*Task requirements:*
Output the following lines verbatim, without changing anything.

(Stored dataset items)
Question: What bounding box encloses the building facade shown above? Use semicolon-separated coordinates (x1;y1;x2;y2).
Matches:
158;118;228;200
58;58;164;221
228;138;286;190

*Task answer:*
Question: What bounding box encloses the building facade shown above? Use semicolon-separated coordinates (x1;y1;x2;y2).
Matches:
158;118;228;200
58;58;164;221
228;138;286;190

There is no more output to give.